Problem requirements:
In the records that follow, find each line with the word "shadow" and copy it.

### The input ###

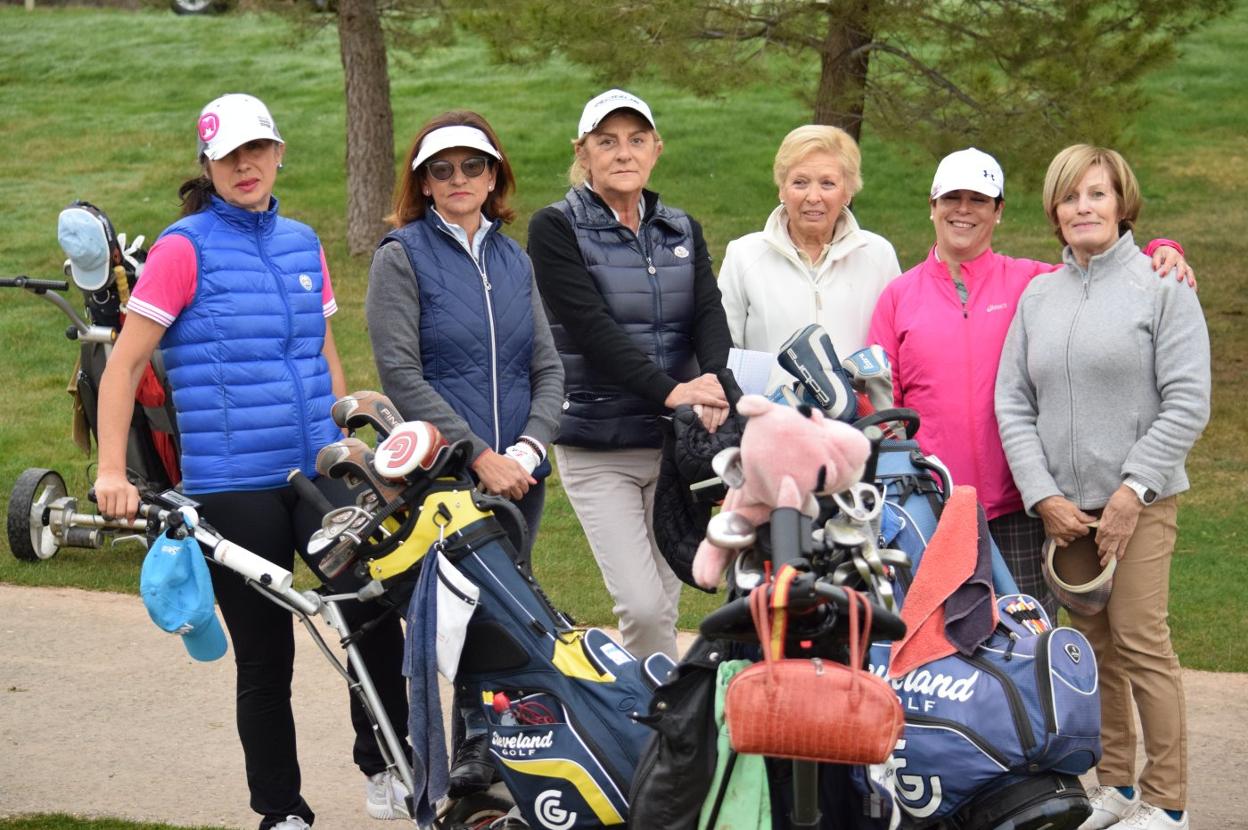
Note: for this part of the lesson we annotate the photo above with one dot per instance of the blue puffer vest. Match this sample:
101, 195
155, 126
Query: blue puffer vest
476, 325
251, 387
647, 280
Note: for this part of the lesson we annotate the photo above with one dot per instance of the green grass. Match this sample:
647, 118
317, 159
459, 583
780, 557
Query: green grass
107, 117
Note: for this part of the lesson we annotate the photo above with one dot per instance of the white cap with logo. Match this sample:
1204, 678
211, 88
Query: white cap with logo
231, 121
969, 170
603, 105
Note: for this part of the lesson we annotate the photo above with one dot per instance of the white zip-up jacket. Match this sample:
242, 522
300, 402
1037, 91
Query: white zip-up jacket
770, 291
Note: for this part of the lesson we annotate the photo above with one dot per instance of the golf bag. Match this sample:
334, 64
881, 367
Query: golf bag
560, 702
1000, 738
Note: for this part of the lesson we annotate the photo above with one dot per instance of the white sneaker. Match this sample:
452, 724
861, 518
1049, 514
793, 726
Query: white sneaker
1108, 808
292, 823
386, 796
1150, 818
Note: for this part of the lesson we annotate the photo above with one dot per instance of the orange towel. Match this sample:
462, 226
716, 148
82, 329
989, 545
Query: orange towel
947, 563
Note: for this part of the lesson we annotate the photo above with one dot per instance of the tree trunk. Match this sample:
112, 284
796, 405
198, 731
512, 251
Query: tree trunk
844, 63
370, 124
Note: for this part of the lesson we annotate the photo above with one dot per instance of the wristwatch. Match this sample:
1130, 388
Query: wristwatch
1146, 494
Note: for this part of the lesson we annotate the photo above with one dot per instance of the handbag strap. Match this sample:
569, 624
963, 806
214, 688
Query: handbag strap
770, 619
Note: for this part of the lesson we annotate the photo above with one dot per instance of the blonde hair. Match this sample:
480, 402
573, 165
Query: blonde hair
577, 172
1068, 169
819, 137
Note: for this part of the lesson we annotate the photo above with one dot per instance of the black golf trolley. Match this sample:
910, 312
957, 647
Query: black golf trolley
43, 516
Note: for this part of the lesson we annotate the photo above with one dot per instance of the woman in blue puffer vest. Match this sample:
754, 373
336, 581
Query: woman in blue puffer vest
237, 297
462, 340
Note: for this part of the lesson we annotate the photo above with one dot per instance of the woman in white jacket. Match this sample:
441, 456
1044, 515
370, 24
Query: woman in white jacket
811, 262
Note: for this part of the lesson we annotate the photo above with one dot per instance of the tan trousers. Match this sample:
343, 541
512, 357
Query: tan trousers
1136, 660
612, 492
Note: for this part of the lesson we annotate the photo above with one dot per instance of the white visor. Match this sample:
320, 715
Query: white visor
453, 136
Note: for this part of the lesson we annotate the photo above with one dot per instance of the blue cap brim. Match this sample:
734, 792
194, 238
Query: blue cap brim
86, 244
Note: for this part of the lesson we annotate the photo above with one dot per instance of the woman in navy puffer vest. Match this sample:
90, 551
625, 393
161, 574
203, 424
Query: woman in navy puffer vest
461, 337
237, 297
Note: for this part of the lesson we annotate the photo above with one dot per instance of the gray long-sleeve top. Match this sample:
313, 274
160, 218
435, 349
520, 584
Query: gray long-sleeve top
1105, 375
393, 311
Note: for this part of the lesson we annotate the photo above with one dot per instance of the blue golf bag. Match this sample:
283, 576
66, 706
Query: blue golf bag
996, 739
560, 702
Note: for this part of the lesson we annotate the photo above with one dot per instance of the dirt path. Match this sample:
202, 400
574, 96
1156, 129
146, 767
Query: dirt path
102, 714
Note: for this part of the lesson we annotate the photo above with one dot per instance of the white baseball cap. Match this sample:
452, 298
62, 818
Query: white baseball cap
231, 121
969, 170
458, 135
607, 102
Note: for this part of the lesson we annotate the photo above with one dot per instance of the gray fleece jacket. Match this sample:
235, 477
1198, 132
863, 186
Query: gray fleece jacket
1105, 375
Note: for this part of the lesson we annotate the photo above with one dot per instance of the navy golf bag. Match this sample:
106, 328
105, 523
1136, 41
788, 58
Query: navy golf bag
997, 739
560, 702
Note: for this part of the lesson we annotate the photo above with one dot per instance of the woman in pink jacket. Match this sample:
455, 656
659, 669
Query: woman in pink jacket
942, 325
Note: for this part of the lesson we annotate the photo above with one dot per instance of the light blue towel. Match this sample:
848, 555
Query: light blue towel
429, 765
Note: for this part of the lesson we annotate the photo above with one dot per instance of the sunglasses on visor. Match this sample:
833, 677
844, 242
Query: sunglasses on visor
442, 170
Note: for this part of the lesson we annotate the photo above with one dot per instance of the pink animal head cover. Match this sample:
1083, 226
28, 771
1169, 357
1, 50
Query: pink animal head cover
818, 454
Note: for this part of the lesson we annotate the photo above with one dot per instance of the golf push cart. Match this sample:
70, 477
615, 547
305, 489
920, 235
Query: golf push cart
43, 516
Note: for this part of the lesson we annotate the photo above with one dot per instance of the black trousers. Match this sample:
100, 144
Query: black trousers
276, 523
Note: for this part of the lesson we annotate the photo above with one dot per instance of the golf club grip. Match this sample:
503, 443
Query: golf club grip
243, 562
790, 536
308, 492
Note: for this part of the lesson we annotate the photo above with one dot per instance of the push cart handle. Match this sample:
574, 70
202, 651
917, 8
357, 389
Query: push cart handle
35, 286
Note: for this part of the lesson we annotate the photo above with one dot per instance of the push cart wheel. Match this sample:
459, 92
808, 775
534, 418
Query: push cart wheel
29, 536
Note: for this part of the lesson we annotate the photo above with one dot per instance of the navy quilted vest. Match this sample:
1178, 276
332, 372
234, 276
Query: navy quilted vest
647, 280
251, 387
476, 326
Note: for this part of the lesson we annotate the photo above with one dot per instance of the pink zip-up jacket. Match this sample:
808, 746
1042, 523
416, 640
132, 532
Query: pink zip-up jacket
945, 361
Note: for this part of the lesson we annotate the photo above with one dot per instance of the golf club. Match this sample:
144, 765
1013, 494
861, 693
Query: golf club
366, 408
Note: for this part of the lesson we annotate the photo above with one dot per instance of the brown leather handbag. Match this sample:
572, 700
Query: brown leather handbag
810, 709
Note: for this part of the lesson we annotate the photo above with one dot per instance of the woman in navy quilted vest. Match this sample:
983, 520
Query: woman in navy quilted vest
238, 300
639, 325
461, 338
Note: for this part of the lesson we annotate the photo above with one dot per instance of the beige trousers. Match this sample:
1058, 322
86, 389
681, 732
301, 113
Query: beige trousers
1136, 660
612, 492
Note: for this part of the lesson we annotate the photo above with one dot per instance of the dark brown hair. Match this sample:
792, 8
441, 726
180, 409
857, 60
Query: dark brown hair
196, 194
411, 204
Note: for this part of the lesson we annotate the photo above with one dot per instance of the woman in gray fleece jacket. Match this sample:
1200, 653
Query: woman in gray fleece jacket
1103, 388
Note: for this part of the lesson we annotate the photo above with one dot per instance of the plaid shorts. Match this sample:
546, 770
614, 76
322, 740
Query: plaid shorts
1021, 541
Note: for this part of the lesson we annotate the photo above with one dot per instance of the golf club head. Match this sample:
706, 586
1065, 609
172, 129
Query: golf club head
810, 357
366, 408
870, 372
352, 461
411, 446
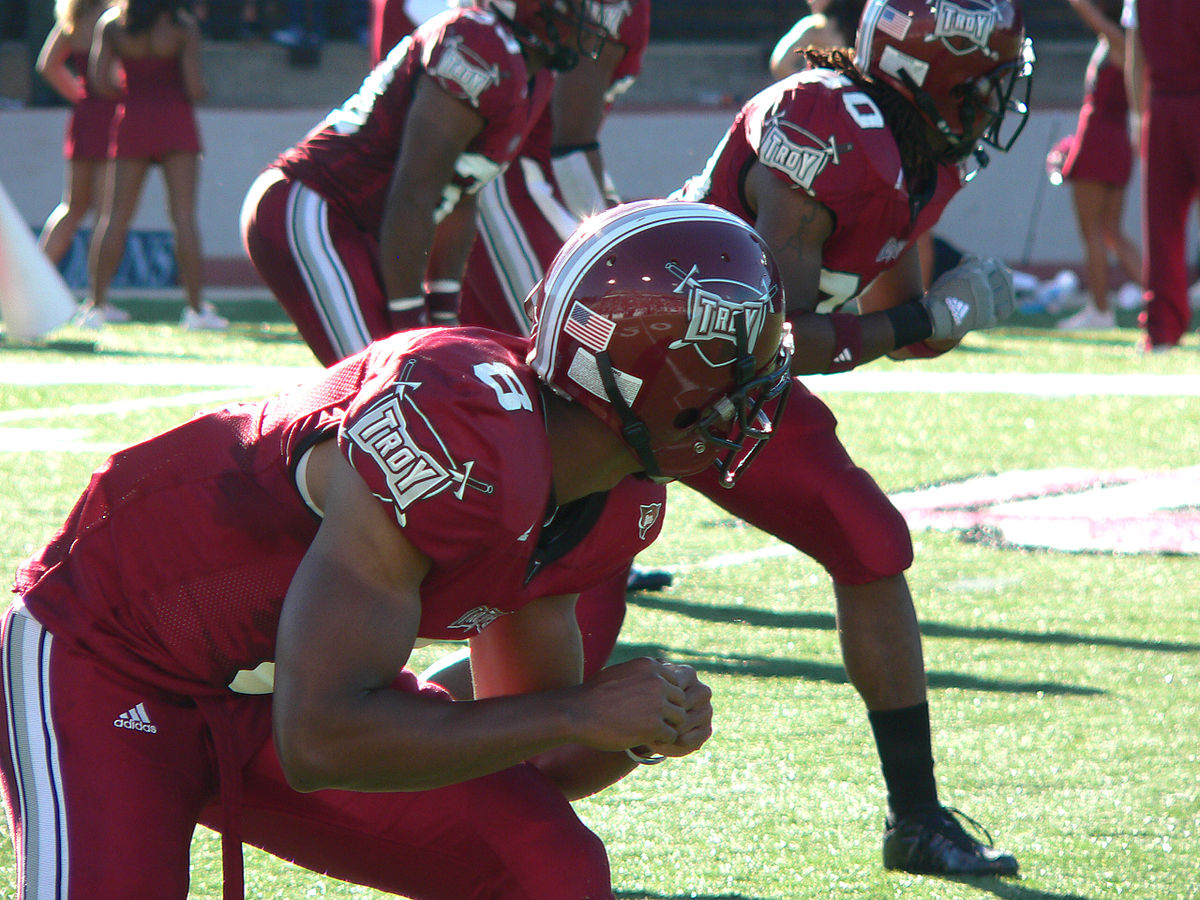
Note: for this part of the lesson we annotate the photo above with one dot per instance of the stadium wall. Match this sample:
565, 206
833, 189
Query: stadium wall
1011, 210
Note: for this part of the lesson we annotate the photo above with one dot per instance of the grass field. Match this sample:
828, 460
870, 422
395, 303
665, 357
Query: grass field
1065, 687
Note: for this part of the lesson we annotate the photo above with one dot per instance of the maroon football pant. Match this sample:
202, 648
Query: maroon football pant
321, 267
1170, 174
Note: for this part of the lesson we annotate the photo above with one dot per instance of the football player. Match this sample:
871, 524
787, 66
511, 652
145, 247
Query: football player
840, 168
557, 179
219, 625
355, 225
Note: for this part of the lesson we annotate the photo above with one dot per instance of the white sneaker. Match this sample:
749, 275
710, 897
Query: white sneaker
1129, 297
1089, 319
96, 317
207, 319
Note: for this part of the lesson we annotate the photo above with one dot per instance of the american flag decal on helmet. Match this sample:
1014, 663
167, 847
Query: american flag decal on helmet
589, 328
894, 23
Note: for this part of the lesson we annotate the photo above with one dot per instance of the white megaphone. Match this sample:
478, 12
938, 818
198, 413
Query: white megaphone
34, 298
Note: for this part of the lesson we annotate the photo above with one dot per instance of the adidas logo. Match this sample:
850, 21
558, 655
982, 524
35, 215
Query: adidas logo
136, 719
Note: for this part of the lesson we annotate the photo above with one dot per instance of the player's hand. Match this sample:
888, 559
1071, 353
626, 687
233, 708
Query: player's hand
697, 726
634, 703
975, 294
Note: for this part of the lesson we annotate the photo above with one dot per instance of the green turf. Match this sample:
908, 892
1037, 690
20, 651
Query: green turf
1065, 687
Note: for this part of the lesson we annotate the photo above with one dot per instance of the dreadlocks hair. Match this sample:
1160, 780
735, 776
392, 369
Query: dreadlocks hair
141, 15
917, 156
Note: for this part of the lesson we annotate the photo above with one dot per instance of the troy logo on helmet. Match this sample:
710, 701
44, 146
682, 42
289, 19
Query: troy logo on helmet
713, 317
959, 22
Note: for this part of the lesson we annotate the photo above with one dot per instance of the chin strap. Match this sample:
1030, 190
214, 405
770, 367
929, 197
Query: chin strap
633, 429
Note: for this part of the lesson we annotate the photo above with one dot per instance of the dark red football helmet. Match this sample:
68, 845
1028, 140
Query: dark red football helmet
561, 29
966, 65
665, 319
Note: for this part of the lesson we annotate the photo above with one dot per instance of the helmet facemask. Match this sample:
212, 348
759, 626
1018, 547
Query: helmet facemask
739, 423
665, 319
562, 30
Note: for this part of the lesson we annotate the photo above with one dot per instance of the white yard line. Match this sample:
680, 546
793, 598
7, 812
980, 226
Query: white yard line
871, 382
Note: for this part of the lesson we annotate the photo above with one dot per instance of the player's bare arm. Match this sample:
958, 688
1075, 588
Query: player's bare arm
539, 648
348, 625
438, 129
102, 61
52, 65
190, 61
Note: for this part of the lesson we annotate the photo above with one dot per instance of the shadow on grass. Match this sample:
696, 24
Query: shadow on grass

###

Final answer:
Note: for this part of the lesson we annotate the photo above with one dot per instance of the shadow on grass. Match this sample:
Query: shadow on grass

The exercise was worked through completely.